--- DATASET RECORDS ---
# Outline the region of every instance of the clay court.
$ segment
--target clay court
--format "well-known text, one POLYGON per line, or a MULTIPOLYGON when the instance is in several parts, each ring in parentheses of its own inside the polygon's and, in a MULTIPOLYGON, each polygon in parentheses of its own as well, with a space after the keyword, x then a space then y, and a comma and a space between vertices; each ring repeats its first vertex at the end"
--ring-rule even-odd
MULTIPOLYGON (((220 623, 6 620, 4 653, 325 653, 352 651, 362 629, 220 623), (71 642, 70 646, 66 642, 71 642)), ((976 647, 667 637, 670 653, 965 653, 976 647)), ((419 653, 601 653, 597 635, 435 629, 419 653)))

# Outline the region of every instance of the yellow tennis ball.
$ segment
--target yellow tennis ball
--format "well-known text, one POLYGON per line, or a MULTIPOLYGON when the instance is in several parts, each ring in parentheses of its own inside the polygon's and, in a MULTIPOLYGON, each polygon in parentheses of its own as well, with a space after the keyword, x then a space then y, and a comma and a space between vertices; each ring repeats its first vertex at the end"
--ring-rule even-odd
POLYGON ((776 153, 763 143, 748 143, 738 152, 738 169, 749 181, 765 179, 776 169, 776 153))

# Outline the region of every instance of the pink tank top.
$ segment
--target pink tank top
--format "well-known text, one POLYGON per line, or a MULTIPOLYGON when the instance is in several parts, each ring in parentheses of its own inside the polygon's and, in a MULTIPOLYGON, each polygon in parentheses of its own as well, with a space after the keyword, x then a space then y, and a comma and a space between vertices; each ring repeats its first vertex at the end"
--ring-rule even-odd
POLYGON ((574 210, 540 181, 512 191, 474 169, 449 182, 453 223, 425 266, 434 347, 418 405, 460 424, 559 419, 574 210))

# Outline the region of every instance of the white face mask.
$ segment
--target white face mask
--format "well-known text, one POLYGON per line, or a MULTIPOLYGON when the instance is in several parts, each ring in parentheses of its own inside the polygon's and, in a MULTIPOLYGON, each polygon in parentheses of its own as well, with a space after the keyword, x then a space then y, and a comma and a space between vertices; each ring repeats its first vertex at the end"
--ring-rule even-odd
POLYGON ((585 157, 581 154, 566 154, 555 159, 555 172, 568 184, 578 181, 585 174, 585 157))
---
[DIRECTIONS FOR THIS TASK]: Rewrite all of the items above, replacing every "even-odd" with "nonzero" and leaving everything else unchanged.

[RESULT FOR THIS EXERCISE]:
# Outline the region of every instance of the clay court.
$ segment
--target clay court
--format "well-known text, one POLYGON per line, or a MULTIPOLYGON when the instance is in several parts, each ring in parentheses of its own inside the polygon's and, in a MULTIPOLYGON, each polygon in parentheses of its own as well, with a space after the keyword, x then a space then y, and a comma and a space between vertices; each ring repeats its first vertex at the end"
--ring-rule nonzero
MULTIPOLYGON (((220 623, 6 620, 4 653, 325 653, 352 651, 362 629, 220 623), (71 642, 70 646, 66 642, 71 642)), ((976 647, 667 637, 670 653, 965 653, 976 647)), ((419 653, 601 653, 597 635, 435 629, 419 653)))

# Outline the region of every instance of the yellow tennis ball.
$ segment
--target yellow tennis ball
--format "well-known text, one POLYGON per line, or a MULTIPOLYGON when the instance is in several parts, each ring in parentheses of its own inside the polygon's and, in a MULTIPOLYGON, each polygon in parentheses of its own as well, with a space after the keyword, x then a space then y, and a comma and a space between vertices; each ring repeats its first vertex at the end"
--ring-rule nonzero
POLYGON ((776 153, 763 143, 748 143, 738 152, 738 169, 749 181, 765 179, 776 169, 776 153))

# Outline the region of every instance of the pink tank top.
$ segment
--target pink tank top
--format "well-known text, one POLYGON per line, or a MULTIPOLYGON when the instance is in several parts, each ring in parentheses of its own inside the polygon's and, in a MULTIPOLYGON, each polygon in parentheses of its own as well, with a space after the keyword, x then a space then y, and a comma and a space between vertices; each ring repeats its first vertex at the end"
--ring-rule nonzero
POLYGON ((574 210, 540 181, 512 191, 474 169, 449 182, 453 223, 425 266, 434 347, 418 405, 460 424, 559 419, 574 210))

# Outline the region of every instance of the white face mask.
$ segment
--target white face mask
--format "well-known text, one POLYGON per line, or a MULTIPOLYGON when the instance is in several parts, each ring in parentheses of its own inside the polygon's and, in a MULTIPOLYGON, each polygon in parentheses of its own as well, with a space after the keyword, x then a space then y, and a comma and a space between vertices; each ring repeats its first vertex at the end"
--ring-rule nonzero
POLYGON ((585 157, 581 154, 566 154, 555 159, 555 172, 568 184, 578 181, 585 174, 585 157))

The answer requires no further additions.